# Exercise directions
Rewrite the lines from the one containing "Assuming the black sneaker" through the end of the items, including each request. Resize every coordinate in the answers by multiplying it by 0.95 and rounding to the nearest whole number, with halves rounded up, but leave the requests and their reply format samples unchanged.

--- begin Given entries ---

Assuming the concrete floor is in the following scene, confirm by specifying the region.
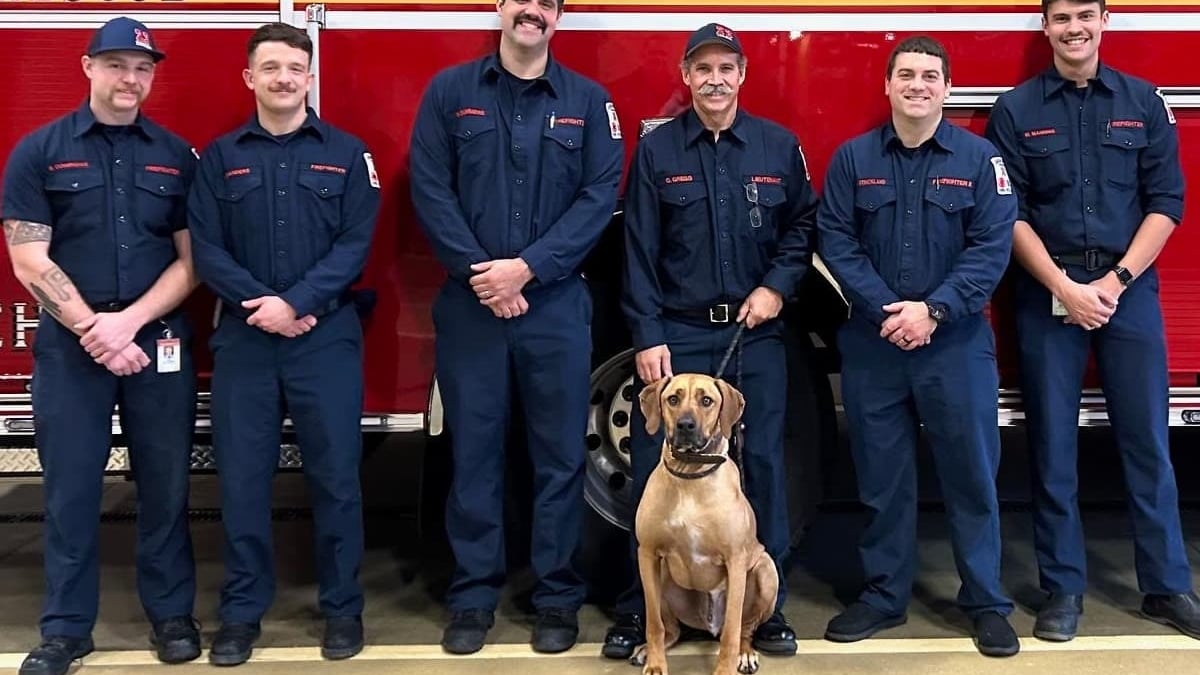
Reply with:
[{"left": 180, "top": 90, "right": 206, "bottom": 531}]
[{"left": 0, "top": 476, "right": 1200, "bottom": 675}]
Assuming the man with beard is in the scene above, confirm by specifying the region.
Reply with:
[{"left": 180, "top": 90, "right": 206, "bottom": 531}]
[
  {"left": 988, "top": 0, "right": 1200, "bottom": 641},
  {"left": 410, "top": 0, "right": 623, "bottom": 653},
  {"left": 0, "top": 17, "right": 200, "bottom": 675},
  {"left": 817, "top": 36, "right": 1020, "bottom": 656},
  {"left": 602, "top": 24, "right": 816, "bottom": 658},
  {"left": 188, "top": 23, "right": 379, "bottom": 665}
]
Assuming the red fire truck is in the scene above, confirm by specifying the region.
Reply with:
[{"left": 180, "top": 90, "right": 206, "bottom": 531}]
[{"left": 0, "top": 0, "right": 1200, "bottom": 535}]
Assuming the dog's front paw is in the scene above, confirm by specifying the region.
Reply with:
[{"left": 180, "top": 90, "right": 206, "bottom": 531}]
[{"left": 738, "top": 650, "right": 758, "bottom": 675}]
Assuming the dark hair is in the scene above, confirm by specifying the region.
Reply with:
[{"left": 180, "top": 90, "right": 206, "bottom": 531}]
[
  {"left": 1042, "top": 0, "right": 1109, "bottom": 18},
  {"left": 246, "top": 23, "right": 312, "bottom": 64},
  {"left": 888, "top": 35, "right": 950, "bottom": 82}
]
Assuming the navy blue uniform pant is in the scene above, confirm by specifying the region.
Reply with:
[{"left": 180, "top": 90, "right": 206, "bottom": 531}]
[
  {"left": 617, "top": 321, "right": 791, "bottom": 614},
  {"left": 838, "top": 315, "right": 1013, "bottom": 615},
  {"left": 433, "top": 276, "right": 592, "bottom": 611},
  {"left": 1016, "top": 268, "right": 1192, "bottom": 593},
  {"left": 210, "top": 305, "right": 364, "bottom": 623},
  {"left": 32, "top": 312, "right": 196, "bottom": 638}
]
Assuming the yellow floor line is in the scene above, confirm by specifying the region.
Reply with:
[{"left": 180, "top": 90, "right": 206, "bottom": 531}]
[{"left": 0, "top": 635, "right": 1200, "bottom": 668}]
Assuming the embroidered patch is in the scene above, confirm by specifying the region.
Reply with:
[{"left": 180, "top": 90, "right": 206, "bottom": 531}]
[
  {"left": 991, "top": 157, "right": 1013, "bottom": 195},
  {"left": 932, "top": 175, "right": 974, "bottom": 187},
  {"left": 604, "top": 101, "right": 620, "bottom": 141},
  {"left": 50, "top": 161, "right": 91, "bottom": 171},
  {"left": 1154, "top": 89, "right": 1175, "bottom": 124},
  {"left": 362, "top": 153, "right": 379, "bottom": 189},
  {"left": 1025, "top": 129, "right": 1058, "bottom": 138},
  {"left": 308, "top": 165, "right": 346, "bottom": 175},
  {"left": 750, "top": 175, "right": 784, "bottom": 185}
]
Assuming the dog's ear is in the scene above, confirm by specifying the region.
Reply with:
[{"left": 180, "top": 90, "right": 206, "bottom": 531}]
[
  {"left": 715, "top": 380, "right": 746, "bottom": 438},
  {"left": 637, "top": 377, "right": 671, "bottom": 436}
]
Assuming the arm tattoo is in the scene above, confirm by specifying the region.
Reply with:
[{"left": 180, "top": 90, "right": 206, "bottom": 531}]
[
  {"left": 29, "top": 283, "right": 62, "bottom": 319},
  {"left": 42, "top": 265, "right": 74, "bottom": 303},
  {"left": 4, "top": 220, "right": 52, "bottom": 246}
]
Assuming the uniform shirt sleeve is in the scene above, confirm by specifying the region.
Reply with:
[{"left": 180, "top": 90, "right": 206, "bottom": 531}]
[
  {"left": 521, "top": 88, "right": 625, "bottom": 283},
  {"left": 281, "top": 145, "right": 379, "bottom": 316},
  {"left": 817, "top": 144, "right": 900, "bottom": 325},
  {"left": 187, "top": 144, "right": 275, "bottom": 306},
  {"left": 620, "top": 136, "right": 666, "bottom": 351},
  {"left": 984, "top": 96, "right": 1030, "bottom": 222},
  {"left": 762, "top": 138, "right": 817, "bottom": 298},
  {"left": 926, "top": 148, "right": 1016, "bottom": 322},
  {"left": 408, "top": 79, "right": 492, "bottom": 283},
  {"left": 0, "top": 136, "right": 54, "bottom": 227},
  {"left": 1138, "top": 86, "right": 1183, "bottom": 225}
]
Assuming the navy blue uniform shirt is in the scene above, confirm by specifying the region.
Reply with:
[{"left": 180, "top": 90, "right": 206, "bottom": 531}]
[
  {"left": 187, "top": 108, "right": 379, "bottom": 316},
  {"left": 409, "top": 55, "right": 624, "bottom": 285},
  {"left": 986, "top": 64, "right": 1183, "bottom": 256},
  {"left": 817, "top": 120, "right": 1016, "bottom": 324},
  {"left": 0, "top": 102, "right": 196, "bottom": 305},
  {"left": 622, "top": 109, "right": 816, "bottom": 350}
]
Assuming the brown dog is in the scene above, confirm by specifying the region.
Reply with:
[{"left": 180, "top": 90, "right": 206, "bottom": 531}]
[{"left": 634, "top": 374, "right": 779, "bottom": 675}]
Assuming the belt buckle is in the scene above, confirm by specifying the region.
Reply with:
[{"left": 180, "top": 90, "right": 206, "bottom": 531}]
[{"left": 708, "top": 304, "right": 730, "bottom": 323}]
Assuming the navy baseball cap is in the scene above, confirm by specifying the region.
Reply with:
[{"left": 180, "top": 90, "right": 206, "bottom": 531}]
[
  {"left": 88, "top": 17, "right": 167, "bottom": 62},
  {"left": 683, "top": 24, "right": 742, "bottom": 59}
]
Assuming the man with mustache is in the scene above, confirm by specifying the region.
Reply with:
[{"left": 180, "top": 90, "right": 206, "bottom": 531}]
[
  {"left": 188, "top": 23, "right": 379, "bottom": 665},
  {"left": 0, "top": 17, "right": 200, "bottom": 675},
  {"left": 604, "top": 24, "right": 816, "bottom": 658},
  {"left": 409, "top": 0, "right": 624, "bottom": 653},
  {"left": 988, "top": 0, "right": 1200, "bottom": 641},
  {"left": 817, "top": 36, "right": 1020, "bottom": 656}
]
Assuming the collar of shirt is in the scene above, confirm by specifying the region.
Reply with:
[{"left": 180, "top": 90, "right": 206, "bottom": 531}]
[
  {"left": 236, "top": 107, "right": 329, "bottom": 142},
  {"left": 880, "top": 117, "right": 954, "bottom": 155},
  {"left": 73, "top": 101, "right": 157, "bottom": 141},
  {"left": 479, "top": 54, "right": 563, "bottom": 98},
  {"left": 683, "top": 107, "right": 748, "bottom": 147},
  {"left": 1042, "top": 64, "right": 1121, "bottom": 98}
]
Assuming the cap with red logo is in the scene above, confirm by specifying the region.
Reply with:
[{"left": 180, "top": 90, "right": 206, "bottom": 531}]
[
  {"left": 88, "top": 17, "right": 167, "bottom": 62},
  {"left": 683, "top": 24, "right": 742, "bottom": 59}
]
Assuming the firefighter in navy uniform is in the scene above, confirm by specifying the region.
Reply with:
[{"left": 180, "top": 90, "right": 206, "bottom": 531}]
[
  {"left": 0, "top": 17, "right": 200, "bottom": 675},
  {"left": 817, "top": 36, "right": 1020, "bottom": 656},
  {"left": 410, "top": 0, "right": 624, "bottom": 653},
  {"left": 988, "top": 0, "right": 1200, "bottom": 641},
  {"left": 188, "top": 24, "right": 379, "bottom": 665},
  {"left": 602, "top": 24, "right": 817, "bottom": 658}
]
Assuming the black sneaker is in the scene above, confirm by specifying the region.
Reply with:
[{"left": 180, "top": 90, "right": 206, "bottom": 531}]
[
  {"left": 974, "top": 611, "right": 1021, "bottom": 656},
  {"left": 150, "top": 616, "right": 200, "bottom": 663},
  {"left": 530, "top": 607, "right": 580, "bottom": 653},
  {"left": 1141, "top": 591, "right": 1200, "bottom": 640},
  {"left": 600, "top": 611, "right": 646, "bottom": 659},
  {"left": 750, "top": 611, "right": 796, "bottom": 656},
  {"left": 1033, "top": 593, "right": 1084, "bottom": 643},
  {"left": 209, "top": 623, "right": 263, "bottom": 665},
  {"left": 826, "top": 602, "right": 908, "bottom": 643},
  {"left": 320, "top": 616, "right": 362, "bottom": 661},
  {"left": 18, "top": 635, "right": 96, "bottom": 675},
  {"left": 442, "top": 609, "right": 496, "bottom": 653}
]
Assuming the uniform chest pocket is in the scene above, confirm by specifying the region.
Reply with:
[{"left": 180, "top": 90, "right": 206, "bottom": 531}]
[
  {"left": 742, "top": 175, "right": 787, "bottom": 244},
  {"left": 133, "top": 171, "right": 185, "bottom": 235},
  {"left": 1019, "top": 130, "right": 1075, "bottom": 195},
  {"left": 293, "top": 171, "right": 346, "bottom": 232},
  {"left": 1100, "top": 120, "right": 1150, "bottom": 187}
]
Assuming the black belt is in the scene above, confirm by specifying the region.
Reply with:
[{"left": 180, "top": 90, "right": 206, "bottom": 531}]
[
  {"left": 662, "top": 303, "right": 742, "bottom": 325},
  {"left": 1050, "top": 249, "right": 1121, "bottom": 271}
]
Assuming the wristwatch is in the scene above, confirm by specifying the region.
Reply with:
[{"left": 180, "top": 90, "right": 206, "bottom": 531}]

--- end Given entries ---

# Finished task
Assuming the black sneaker is in the scene above, confirm by specifying the region.
Reply with:
[{"left": 180, "top": 90, "right": 206, "bottom": 531}]
[
  {"left": 925, "top": 580, "right": 970, "bottom": 623},
  {"left": 143, "top": 585, "right": 190, "bottom": 630},
  {"left": 504, "top": 577, "right": 551, "bottom": 620},
  {"left": 1084, "top": 561, "right": 1140, "bottom": 608},
  {"left": 570, "top": 580, "right": 614, "bottom": 626},
  {"left": 713, "top": 580, "right": 756, "bottom": 623},
  {"left": 981, "top": 563, "right": 1030, "bottom": 611},
  {"left": 199, "top": 592, "right": 250, "bottom": 632},
  {"left": 785, "top": 572, "right": 863, "bottom": 611},
  {"left": 304, "top": 585, "right": 344, "bottom": 628},
  {"left": 17, "top": 603, "right": 91, "bottom": 641},
  {"left": 420, "top": 579, "right": 471, "bottom": 620}
]
Assuming the uniform chest pocket is in the scene above, confirm by specifying the region.
Reply with:
[{"left": 180, "top": 90, "right": 206, "bottom": 531}]
[
  {"left": 705, "top": 166, "right": 748, "bottom": 232},
  {"left": 126, "top": 162, "right": 176, "bottom": 223},
  {"left": 968, "top": 124, "right": 1021, "bottom": 185},
  {"left": 278, "top": 162, "right": 329, "bottom": 220},
  {"left": 1045, "top": 114, "right": 1093, "bottom": 178}
]
Assuming the black belt is in the scene above, confirm by specifying the region.
Reply with:
[{"left": 180, "top": 90, "right": 206, "bottom": 531}]
[
  {"left": 629, "top": 288, "right": 705, "bottom": 309},
  {"left": 998, "top": 237, "right": 1065, "bottom": 257}
]
Assuming the wristwatch is in the scene above, confirm by specifying the region.
Reply with:
[{"left": 180, "top": 90, "right": 206, "bottom": 531}]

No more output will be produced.